— Start —

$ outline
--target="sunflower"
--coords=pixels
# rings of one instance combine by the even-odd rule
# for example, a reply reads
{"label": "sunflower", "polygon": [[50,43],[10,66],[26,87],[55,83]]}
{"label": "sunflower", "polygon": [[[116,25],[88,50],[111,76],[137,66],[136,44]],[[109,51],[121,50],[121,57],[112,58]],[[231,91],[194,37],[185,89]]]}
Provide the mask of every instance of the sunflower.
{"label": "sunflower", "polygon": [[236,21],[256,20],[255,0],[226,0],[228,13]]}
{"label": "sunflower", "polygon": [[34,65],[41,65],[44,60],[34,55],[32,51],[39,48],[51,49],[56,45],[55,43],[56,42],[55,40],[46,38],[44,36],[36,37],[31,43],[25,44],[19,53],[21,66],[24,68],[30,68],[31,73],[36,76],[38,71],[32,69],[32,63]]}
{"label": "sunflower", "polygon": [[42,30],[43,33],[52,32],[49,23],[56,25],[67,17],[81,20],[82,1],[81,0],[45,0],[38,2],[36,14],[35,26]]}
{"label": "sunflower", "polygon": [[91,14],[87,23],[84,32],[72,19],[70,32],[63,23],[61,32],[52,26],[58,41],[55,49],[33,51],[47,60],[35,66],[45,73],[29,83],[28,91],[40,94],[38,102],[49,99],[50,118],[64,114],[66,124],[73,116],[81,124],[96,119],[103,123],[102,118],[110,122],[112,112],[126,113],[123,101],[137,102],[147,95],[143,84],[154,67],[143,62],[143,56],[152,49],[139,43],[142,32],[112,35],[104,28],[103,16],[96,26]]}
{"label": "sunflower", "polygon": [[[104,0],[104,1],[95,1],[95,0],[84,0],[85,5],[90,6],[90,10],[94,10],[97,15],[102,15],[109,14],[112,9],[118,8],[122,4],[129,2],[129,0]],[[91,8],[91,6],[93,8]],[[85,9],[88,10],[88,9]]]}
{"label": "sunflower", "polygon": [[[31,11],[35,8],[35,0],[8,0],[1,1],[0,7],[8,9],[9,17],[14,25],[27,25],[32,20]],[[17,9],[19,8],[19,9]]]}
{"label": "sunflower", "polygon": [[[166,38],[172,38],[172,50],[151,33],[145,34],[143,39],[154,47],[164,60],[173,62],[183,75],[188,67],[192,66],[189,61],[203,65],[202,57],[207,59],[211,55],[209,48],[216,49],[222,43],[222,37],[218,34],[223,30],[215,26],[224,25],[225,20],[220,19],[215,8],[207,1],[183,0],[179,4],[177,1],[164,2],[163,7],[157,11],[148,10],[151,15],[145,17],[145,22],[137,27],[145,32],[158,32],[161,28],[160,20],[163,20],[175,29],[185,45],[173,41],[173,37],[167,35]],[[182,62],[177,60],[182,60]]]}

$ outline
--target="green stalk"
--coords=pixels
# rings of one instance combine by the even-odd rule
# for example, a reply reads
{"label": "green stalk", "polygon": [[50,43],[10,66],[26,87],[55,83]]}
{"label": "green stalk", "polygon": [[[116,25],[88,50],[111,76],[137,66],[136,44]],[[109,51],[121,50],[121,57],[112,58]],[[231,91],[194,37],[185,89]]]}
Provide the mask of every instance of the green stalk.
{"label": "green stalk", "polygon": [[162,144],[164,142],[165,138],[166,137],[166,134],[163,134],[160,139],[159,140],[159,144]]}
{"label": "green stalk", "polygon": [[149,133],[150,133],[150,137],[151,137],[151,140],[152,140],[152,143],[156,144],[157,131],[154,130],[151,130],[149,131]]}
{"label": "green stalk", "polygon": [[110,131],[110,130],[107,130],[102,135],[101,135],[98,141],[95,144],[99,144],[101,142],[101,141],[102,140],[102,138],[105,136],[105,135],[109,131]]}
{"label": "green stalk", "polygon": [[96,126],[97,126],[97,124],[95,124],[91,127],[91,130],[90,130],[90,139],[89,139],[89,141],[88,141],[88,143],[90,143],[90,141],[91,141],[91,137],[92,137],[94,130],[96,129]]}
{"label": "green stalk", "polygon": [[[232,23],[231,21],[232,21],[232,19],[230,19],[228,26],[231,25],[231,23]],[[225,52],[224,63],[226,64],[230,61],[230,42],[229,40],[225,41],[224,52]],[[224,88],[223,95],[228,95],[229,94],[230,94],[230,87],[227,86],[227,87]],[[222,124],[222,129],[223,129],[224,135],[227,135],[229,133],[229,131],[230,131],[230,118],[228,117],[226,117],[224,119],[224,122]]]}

— End —

Count the lines of the material that contain the string "green", matching case exactly, and reply with that number alone.

9